» Exercise brief:
Set down again exactly the lines of the listing below that fall between the line holding "of the chimney" and the line holding "column 195, row 131", inclusive.

» Supplied information:
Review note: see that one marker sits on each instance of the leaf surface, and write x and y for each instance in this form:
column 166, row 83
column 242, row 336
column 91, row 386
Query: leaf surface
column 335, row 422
==
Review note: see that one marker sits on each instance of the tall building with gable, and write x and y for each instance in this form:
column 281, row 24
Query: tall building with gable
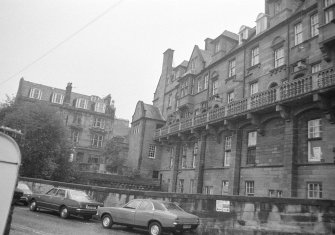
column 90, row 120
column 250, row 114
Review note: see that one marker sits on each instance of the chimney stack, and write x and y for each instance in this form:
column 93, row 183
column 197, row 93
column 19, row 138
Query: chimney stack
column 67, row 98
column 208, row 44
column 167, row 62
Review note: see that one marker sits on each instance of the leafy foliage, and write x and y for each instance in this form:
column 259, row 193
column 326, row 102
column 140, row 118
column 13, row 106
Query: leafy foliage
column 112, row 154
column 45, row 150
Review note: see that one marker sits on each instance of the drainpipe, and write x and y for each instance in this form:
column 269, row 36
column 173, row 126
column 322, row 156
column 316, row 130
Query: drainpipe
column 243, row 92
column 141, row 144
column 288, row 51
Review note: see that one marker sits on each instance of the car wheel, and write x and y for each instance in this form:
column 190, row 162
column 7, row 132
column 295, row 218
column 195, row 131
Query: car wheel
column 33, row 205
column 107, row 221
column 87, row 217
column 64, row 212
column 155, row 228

» Exercise result:
Review note: see that one marker sits on each instance of the chimney stack, and write x and y for each instance in this form:
column 93, row 183
column 197, row 93
column 19, row 138
Query: chimney stack
column 67, row 98
column 208, row 44
column 167, row 62
Review note: see that one marker sits on each instance of the leafy foliage, and write x and y for each instance in this form:
column 259, row 193
column 326, row 102
column 140, row 118
column 13, row 106
Query: leafy foliage
column 112, row 154
column 45, row 150
Review note: see that one marker sits on each instance of the drainpipe, and write x and y for each instance in this form:
column 269, row 36
column 173, row 126
column 322, row 156
column 316, row 130
Query: drainpipe
column 243, row 92
column 141, row 144
column 288, row 51
Review note: see that one marker sits on each instance of the car wheel, and write x and y for each instance in this form:
column 190, row 162
column 7, row 132
column 295, row 218
column 195, row 131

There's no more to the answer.